Looks like some sort of homework assignment.
Have a look here, which shows you how to use various methods to use dates in Conditional Formatting.

It should cover most of what you want, and after you see the methods being used, you might be able to figure out the rest.
Post back if you get stuck with any certain one.
 
Upvote 0
You might also want to think about adding a cell that has the current date in it. You can use the =TODAY() function in excel, but if you do that for all of your conditional formatting on a large number of cells, you will find that your spreadsheet slows down significantly as =TODAY() is a volatile function and will recalculate every time a volatile action is taken.
 
Upvote 0
You might also want to think about adding a cell that has the current date in it.
You mean hard-coded, right? To avoid the =TODAY() volatility?

§ **Work instructions**:
[1] According to the Excel forum thread, why does a spreadsheet slow down when =TODAY() is used in conditional formatting across many cells?
[2] Pick up the Excel forum thread after its final line and write the next reply.

(Saved data entries)
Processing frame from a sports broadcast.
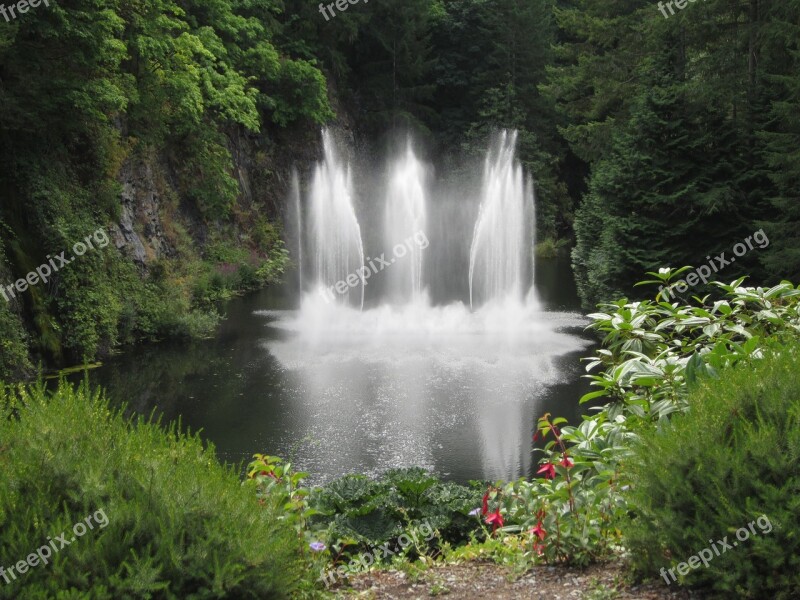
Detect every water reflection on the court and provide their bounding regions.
[79,255,590,483]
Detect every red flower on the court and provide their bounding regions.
[536,463,556,479]
[486,508,503,533]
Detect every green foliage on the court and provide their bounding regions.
[520,269,800,563]
[248,455,480,563]
[0,383,305,599]
[625,345,800,599]
[552,0,800,306]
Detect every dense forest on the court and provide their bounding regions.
[0,0,800,377]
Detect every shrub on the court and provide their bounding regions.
[625,346,800,598]
[0,383,305,599]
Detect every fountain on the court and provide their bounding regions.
[469,131,533,308]
[259,127,588,488]
[384,140,427,303]
[308,130,364,308]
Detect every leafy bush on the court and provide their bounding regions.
[626,346,800,598]
[0,383,306,599]
[248,454,481,558]
[520,276,800,563]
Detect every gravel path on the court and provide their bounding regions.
[338,562,701,600]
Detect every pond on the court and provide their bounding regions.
[83,257,593,484]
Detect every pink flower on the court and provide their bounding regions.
[531,521,547,541]
[536,463,556,479]
[486,508,503,533]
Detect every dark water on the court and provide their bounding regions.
[79,259,592,483]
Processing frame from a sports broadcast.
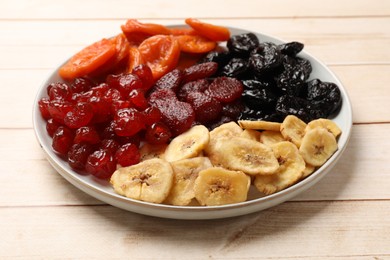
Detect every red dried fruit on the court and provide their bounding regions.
[68,144,93,170]
[106,73,142,97]
[177,79,209,101]
[64,102,93,128]
[182,61,218,83]
[47,100,73,125]
[47,82,72,101]
[85,149,116,179]
[38,97,51,120]
[103,88,122,103]
[114,108,145,136]
[131,64,154,91]
[88,96,111,123]
[111,100,131,115]
[70,78,95,93]
[73,126,100,144]
[129,89,149,110]
[153,69,183,93]
[154,99,195,136]
[142,106,161,126]
[52,126,74,155]
[145,122,172,144]
[100,139,120,154]
[206,77,244,103]
[187,91,222,124]
[148,89,177,104]
[46,118,61,137]
[115,143,141,167]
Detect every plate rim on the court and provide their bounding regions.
[32,25,353,219]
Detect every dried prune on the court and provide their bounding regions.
[307,79,342,115]
[220,58,249,78]
[249,42,283,76]
[238,107,284,122]
[275,95,313,122]
[279,41,304,57]
[200,51,232,68]
[227,33,259,57]
[242,82,278,110]
[275,57,312,96]
[183,62,218,83]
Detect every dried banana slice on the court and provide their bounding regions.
[280,115,306,148]
[305,118,341,138]
[302,163,316,179]
[240,129,261,142]
[164,157,213,206]
[195,167,250,206]
[299,128,338,166]
[254,141,305,195]
[164,125,210,162]
[110,158,173,203]
[260,130,285,146]
[217,137,279,175]
[204,122,243,166]
[139,143,168,161]
[238,120,281,131]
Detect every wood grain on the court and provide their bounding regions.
[0,0,390,260]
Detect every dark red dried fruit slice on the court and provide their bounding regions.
[142,106,161,126]
[38,97,51,120]
[70,78,95,93]
[148,89,177,104]
[85,149,116,179]
[153,69,183,93]
[128,89,149,110]
[206,77,244,103]
[132,64,154,91]
[145,122,172,144]
[47,82,72,101]
[183,61,218,83]
[187,91,222,124]
[73,126,100,144]
[68,144,93,170]
[52,126,74,155]
[114,108,145,136]
[177,79,209,101]
[115,143,141,167]
[153,99,195,136]
[47,100,73,125]
[64,102,93,128]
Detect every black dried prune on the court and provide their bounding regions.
[275,95,313,122]
[220,58,249,78]
[279,42,304,57]
[238,108,284,122]
[275,57,312,96]
[227,33,260,57]
[199,51,232,68]
[242,80,278,110]
[306,79,342,115]
[249,43,283,77]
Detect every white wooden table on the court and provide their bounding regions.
[0,0,390,259]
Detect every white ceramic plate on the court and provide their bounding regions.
[33,28,352,219]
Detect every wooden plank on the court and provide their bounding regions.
[0,0,390,19]
[0,65,390,128]
[0,17,390,69]
[0,124,390,207]
[0,201,390,259]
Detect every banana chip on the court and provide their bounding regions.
[195,167,250,206]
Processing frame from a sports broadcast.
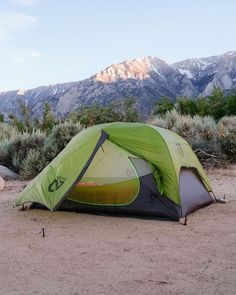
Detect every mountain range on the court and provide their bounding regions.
[0,51,236,117]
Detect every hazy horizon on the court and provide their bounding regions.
[0,0,236,91]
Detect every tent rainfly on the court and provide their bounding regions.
[16,122,214,220]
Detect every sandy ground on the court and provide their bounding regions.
[0,166,236,295]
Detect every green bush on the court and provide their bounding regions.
[43,123,82,163]
[149,110,236,165]
[0,130,46,173]
[20,149,46,179]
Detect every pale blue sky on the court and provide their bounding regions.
[0,0,236,91]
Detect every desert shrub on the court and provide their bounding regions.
[0,123,18,142]
[0,130,46,173]
[218,116,236,158]
[43,123,82,163]
[149,110,230,166]
[20,149,46,179]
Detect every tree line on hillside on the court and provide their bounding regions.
[0,88,236,179]
[153,87,236,120]
[0,98,138,133]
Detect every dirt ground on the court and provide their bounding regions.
[0,166,236,295]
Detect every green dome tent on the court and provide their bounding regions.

§ **Answers for the tasks**:
[1] =TODAY() is a volatile function that recalculates every time a volatile action is taken.

[2]
If so, instead of manually updated that every day, they could use a Workbook_Open event procedure to automatically hard-code the value into the cell whenever the workbook is opened, i.e.
VBA Code:
Private Sub Workbook_Open()
    Sheets("Sheet1").Range("A1") = Date
End Sub
 
Upvote 0
You mean hard-coded, right? To avoid the =TODAY() volatility?

If so, instead of manually updated that every day, they could use a Workbook_Open event procedure to automatically hard-code the value into the cell whenever the workbook is opened, i.e.
VBA Code:
Private Sub Workbook_Open()
    Sheets("Sheet1").Range("A1") = Date
End Sub
exactly!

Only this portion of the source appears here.